Stored dataset items:
◇ ◇ ◇ ◇ ◇ ◇ ◇

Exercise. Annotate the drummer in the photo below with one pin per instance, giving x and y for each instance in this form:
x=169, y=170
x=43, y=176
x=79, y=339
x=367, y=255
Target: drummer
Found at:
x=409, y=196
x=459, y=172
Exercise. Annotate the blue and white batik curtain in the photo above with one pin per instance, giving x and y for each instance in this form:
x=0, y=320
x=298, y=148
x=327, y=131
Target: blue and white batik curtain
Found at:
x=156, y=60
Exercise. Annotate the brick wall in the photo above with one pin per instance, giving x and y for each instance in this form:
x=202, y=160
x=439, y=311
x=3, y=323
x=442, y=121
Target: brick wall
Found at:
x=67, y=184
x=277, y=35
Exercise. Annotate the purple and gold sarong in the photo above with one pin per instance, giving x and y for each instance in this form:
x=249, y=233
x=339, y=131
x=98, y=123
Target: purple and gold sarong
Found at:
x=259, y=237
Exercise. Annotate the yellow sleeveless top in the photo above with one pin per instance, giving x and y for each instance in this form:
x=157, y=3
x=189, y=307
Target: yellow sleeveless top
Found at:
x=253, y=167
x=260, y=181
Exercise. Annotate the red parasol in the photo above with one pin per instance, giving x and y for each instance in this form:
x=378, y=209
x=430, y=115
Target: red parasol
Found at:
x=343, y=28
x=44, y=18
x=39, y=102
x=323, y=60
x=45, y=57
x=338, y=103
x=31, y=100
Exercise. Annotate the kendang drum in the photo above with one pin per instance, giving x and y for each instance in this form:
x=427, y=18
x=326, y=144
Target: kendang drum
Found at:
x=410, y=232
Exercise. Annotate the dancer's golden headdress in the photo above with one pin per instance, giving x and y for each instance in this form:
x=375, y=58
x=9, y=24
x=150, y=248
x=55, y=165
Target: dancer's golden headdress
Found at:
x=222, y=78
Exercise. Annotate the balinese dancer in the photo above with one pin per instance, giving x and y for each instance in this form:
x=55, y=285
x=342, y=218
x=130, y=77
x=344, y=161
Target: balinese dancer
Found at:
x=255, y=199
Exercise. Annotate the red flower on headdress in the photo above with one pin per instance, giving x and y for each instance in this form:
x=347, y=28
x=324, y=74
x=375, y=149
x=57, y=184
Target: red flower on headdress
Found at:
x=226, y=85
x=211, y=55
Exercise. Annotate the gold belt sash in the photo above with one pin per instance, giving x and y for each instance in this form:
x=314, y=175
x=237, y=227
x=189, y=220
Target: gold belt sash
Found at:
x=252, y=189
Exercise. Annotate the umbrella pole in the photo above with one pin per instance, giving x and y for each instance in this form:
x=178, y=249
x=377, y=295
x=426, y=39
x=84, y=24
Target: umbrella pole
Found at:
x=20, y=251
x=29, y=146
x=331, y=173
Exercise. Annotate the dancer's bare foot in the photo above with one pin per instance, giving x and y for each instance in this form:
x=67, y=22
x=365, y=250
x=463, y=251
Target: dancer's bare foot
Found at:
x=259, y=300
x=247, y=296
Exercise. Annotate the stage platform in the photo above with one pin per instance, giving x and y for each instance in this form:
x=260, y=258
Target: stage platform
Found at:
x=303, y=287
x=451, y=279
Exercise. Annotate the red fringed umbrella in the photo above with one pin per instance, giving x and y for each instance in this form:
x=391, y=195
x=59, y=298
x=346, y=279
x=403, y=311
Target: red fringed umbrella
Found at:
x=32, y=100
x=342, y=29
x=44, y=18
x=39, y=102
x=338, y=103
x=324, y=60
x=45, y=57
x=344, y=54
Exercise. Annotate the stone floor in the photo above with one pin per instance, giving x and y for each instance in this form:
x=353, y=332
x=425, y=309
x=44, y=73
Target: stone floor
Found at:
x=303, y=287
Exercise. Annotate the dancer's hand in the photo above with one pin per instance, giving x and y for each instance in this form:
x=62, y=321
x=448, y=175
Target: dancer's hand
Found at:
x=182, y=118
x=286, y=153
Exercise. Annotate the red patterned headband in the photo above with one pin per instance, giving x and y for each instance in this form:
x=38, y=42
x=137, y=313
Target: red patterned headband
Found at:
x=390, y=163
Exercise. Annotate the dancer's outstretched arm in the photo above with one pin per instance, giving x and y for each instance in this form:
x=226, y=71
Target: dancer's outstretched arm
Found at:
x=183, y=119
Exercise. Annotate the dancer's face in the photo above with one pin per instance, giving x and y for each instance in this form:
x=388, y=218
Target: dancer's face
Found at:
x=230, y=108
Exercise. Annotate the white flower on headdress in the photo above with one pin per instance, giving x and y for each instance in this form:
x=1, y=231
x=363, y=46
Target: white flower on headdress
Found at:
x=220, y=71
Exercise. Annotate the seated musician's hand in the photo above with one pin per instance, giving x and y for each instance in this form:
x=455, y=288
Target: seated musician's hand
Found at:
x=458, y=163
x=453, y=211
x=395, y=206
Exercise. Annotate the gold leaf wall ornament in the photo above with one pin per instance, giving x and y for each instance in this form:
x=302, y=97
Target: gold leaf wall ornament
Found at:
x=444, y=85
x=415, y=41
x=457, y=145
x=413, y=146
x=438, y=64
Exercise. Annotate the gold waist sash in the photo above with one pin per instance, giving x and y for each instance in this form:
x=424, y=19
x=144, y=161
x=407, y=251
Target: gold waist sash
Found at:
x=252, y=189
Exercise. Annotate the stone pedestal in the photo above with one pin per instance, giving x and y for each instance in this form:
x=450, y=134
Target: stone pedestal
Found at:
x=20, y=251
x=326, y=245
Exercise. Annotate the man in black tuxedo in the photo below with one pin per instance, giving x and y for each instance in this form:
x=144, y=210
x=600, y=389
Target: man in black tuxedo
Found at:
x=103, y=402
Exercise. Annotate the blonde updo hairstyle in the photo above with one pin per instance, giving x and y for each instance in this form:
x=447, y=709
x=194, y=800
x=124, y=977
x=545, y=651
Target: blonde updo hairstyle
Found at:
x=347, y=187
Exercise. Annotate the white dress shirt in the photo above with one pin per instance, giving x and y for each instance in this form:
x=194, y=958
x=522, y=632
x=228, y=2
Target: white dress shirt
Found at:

◇ ◇ ◇ ◇ ◇ ◇ ◇

> **Your instructions**:
Without leaving anything out, repeat every entry shown above.

> **Task output**:
Exercise. Annotate the drummer in the photo below with one pin per instance, giving x and y for each instance in this form:
x=169, y=170
x=43, y=176
x=79, y=339
x=367, y=255
Target: drummer
Found at:
x=409, y=196
x=459, y=172
Exercise. Annotate the blue and white batik curtain in the photo above with one pin per instance, giving x and y for each instance in this form:
x=0, y=320
x=298, y=148
x=327, y=131
Target: blue and white batik curtain
Found at:
x=156, y=60
Exercise. Annotate the brick wall in the photo above with one pin per instance, giving x and y for each instance in this form:
x=202, y=160
x=439, y=311
x=3, y=323
x=442, y=121
Target: brick wall
Found at:
x=67, y=184
x=277, y=35
Exercise. Annotate the purple and gold sarong in the photo above with one pin per instance, giving x and y for each instance in this form:
x=249, y=233
x=339, y=131
x=98, y=123
Target: purple and gold sarong
Found at:
x=259, y=237
Exercise. Annotate the yellow sleeveless top in the photo above with one pin per instance, giving x and y for each instance in this form:
x=157, y=3
x=189, y=307
Target: yellow sleeveless top
Found at:
x=253, y=167
x=260, y=181
Exercise. Annotate the red parasol in the photo above with one pin per instance, giving x and y for each instance in this form:
x=378, y=209
x=430, y=115
Target: red parasol
Found at:
x=343, y=28
x=44, y=18
x=39, y=102
x=323, y=60
x=45, y=57
x=338, y=103
x=31, y=100
Exercise. Annotate the kendang drum in the photo above with one pin per instance, giving x and y for each instance in this form:
x=427, y=18
x=326, y=144
Target: kendang drum
Found at:
x=410, y=232
Exercise. Annotate the dancer's golden headdress in the photo above with one pin per instance, giving x and y for each instance in this form:
x=375, y=58
x=9, y=24
x=150, y=248
x=55, y=165
Target: dancer's golden headdress
Found at:
x=222, y=78
Exercise. Annotate the balinese dancer in the photo above with one pin per instance, giving x and y for each instance in this form:
x=55, y=285
x=342, y=218
x=130, y=77
x=344, y=161
Target: balinese dancer
Found at:
x=255, y=199
Exercise. Annotate the red flower on headdress in the photo above with one pin per instance, giving x and y for each instance in this form:
x=347, y=28
x=324, y=74
x=375, y=149
x=57, y=184
Target: red flower on headdress
Found at:
x=226, y=85
x=211, y=55
Exercise. Annotate the gold belt sash in the photo above with one pin per instance, giving x and y for each instance in this form:
x=314, y=175
x=237, y=227
x=189, y=220
Target: gold belt sash
Found at:
x=252, y=189
Exercise. Annotate the umbrella pole in the photo above with one pin per instance, giving x and y for each instance in this form:
x=178, y=249
x=377, y=295
x=426, y=39
x=84, y=24
Target: umbrella pole
Found at:
x=20, y=251
x=29, y=146
x=331, y=173
Exercise. Annotate the dancer's bare foot in the photo above with one pin per instance, giving x and y for each instance in this form:
x=67, y=22
x=365, y=250
x=463, y=251
Target: dancer's bare foot
Found at:
x=259, y=300
x=247, y=296
Exercise. Annotate the stage platform in the photo above with one pin per instance, giving x and y for each instance in this form:
x=260, y=258
Target: stage platform
Found at:
x=303, y=287
x=451, y=279
Exercise. Annotate the red fringed umbrella in the photo above with one pin per instance, giving x and y for each instance in this form:
x=391, y=195
x=59, y=298
x=346, y=279
x=403, y=311
Target: red fringed umbrella
Found at:
x=32, y=100
x=342, y=29
x=44, y=18
x=39, y=102
x=338, y=103
x=324, y=60
x=45, y=57
x=344, y=54
Exercise. Annotate the stone floor in the photo above with one pin per instance, giving x and y for each instance in this form:
x=353, y=332
x=425, y=309
x=44, y=73
Target: stone floor
Found at:
x=303, y=287
Exercise. Annotate the dancer's hand in the photo above with one pin per instance, giving x and y for each instance in this form:
x=62, y=321
x=448, y=175
Target: dancer's hand
Found at:
x=182, y=118
x=286, y=153
Exercise. Annotate the red patterned headband in the photo above with one pin per instance, giving x and y for each instance in this form:
x=38, y=42
x=137, y=313
Target: red patterned headband
Found at:
x=390, y=163
Exercise. Annotate the dancer's outstretched arm in the photo above with one pin per instance, giving x and y for each instance in this form:
x=226, y=71
Target: dancer's outstretched arm
Found at:
x=183, y=119
Exercise. Annotate the dancer's face in the photo above with one pin per instance, giving x and y for each instance in this form:
x=388, y=218
Target: dancer's face
Found at:
x=230, y=108
Exercise. Annotate the white flower on headdress in the photo above with one pin per instance, giving x and y for each instance in this form:
x=1, y=231
x=363, y=46
Target: white flower on headdress
Found at:
x=220, y=71
Exercise. Annotate the seated musician's hand in the photo above with one pin per instance, giving x and y for each instance in this form:
x=455, y=288
Target: seated musician's hand
Found at:
x=458, y=163
x=453, y=211
x=395, y=206
Exercise. Annotate the gold leaf wall ornament in the photo above with one pin per instance, giving x and y for each instance in this form:
x=302, y=97
Target: gold leaf wall ornament
Found at:
x=444, y=85
x=415, y=41
x=457, y=145
x=413, y=146
x=438, y=64
Exercise. Annotate the gold waist sash in the photo above with one pin per instance, giving x and y for each instance in this form:
x=424, y=19
x=144, y=161
x=407, y=251
Target: gold waist sash
Found at:
x=252, y=189
Exercise. Annotate the stone pedestal in the photo above with one pin per instance, giving x and y for each instance in this form:
x=450, y=134
Target: stone pedestal
Found at:
x=20, y=251
x=326, y=245
Exercise. Annotate the man in black tuxedo in the photo below with one pin per instance, giving x and y for each instance in this form:
x=144, y=210
x=600, y=389
Target: man in black tuxedo
Found at:
x=103, y=402
Exercise. Annotate the blonde updo hairstyle in the photo above with one pin per instance, giving x and y for each instance in this form:
x=447, y=709
x=194, y=800
x=124, y=977
x=545, y=651
Target: blonde updo hairstyle
Found at:
x=347, y=187
Exercise. Annotate the white dress shirt in the photo above with one pin per instance, giving x and y for each instance in this form:
x=194, y=958
x=522, y=632
x=228, y=2
Target: white dress shirt
Found at:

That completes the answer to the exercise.